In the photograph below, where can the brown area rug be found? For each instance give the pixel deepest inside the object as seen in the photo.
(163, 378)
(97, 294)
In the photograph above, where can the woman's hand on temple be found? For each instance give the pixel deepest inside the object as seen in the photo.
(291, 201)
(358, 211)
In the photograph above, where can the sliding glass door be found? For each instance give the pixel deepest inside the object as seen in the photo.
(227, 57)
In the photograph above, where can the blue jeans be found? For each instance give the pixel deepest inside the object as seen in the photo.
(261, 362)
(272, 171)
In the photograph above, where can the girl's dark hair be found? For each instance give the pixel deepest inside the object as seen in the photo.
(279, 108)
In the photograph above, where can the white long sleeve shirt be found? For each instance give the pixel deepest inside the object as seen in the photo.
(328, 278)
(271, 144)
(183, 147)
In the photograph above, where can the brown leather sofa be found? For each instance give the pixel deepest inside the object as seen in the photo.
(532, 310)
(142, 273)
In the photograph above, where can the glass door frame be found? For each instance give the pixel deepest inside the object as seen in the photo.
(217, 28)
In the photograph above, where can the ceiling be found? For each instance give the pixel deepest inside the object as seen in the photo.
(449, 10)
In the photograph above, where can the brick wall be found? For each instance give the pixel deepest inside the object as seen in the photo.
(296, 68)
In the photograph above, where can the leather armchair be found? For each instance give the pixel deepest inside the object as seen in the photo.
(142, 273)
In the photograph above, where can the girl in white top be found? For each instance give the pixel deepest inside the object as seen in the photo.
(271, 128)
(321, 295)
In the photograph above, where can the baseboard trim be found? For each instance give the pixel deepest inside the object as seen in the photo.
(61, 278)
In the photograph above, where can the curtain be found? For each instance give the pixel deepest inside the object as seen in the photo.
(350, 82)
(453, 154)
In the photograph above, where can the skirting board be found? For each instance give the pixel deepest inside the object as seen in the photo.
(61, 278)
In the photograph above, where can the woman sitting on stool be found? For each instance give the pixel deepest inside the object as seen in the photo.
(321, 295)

TASK DETAILS: A verbatim copy of the records above should be returned.

WRITTEN ANSWER:
In the photograph below, where can the brown area rug be found? For each instance give the pixel deepest inside the object as seen in the photo.
(163, 378)
(97, 294)
In the photograph above, where can the woman's hand on temple be found? For each instance give the pixel deepest inside the object as seen in the photo.
(291, 201)
(358, 211)
In the photograph above, where can the sliding glass door be found? For each instance give the pixel deepest inside the object as seen in the photo.
(227, 57)
In the photograph above, where can the blue jeans be found? For each instance give the pixel deepest inside the object as seen in the photo.
(261, 362)
(272, 171)
In the photograph above, where can the girl's dark hair be found? For each instance give the pixel deepest inside the object as seen in the photo.
(279, 108)
In the photograph above, where can the white long sleeve shirt be found? For each instance give the pixel deepest inside the object as seen in the photo.
(328, 278)
(271, 144)
(183, 147)
In the photograph above, where can the brown leather sofa be found? For each instance give the pixel deepest inside the object as seen in the photo.
(532, 310)
(142, 273)
In the photograph above, where can the glass door frame be found? For each instance give the pixel deepest inside the object as seen in the photo.
(217, 28)
In the photograph above, where can the ceiling be found? For each instance give the pixel deepest inside the object as seen in the photo.
(449, 10)
In the photograph above, where can the brick wall be found? For each instance give the pixel deepest inside the object as seen in the photo.
(296, 68)
In the photograph above, where can the leather armchair be found? For each instance give the pixel deepest inside the object as seen in the photo.
(142, 273)
In the photograph above, where can the girl in white top be found? For each instance give the pixel deepest inside the object as seen in the photo.
(271, 128)
(321, 295)
In the photograph above, where can the baseboard trim be found? For each instance give the pixel deepest inside the object as seen in the photo.
(61, 278)
In the photograph above, where can the curtain be found? For each instance give the pixel deepest inside the object as seen in the photo.
(350, 82)
(453, 154)
In the photograph above, where can the skirting board be found? For each instance give the pixel deepest inside the object as seen in the photo.
(61, 278)
In the photograph above, where can the woman sitting on stool be found? For each instance give the pixel deepest inside the object as seen in the photo.
(321, 295)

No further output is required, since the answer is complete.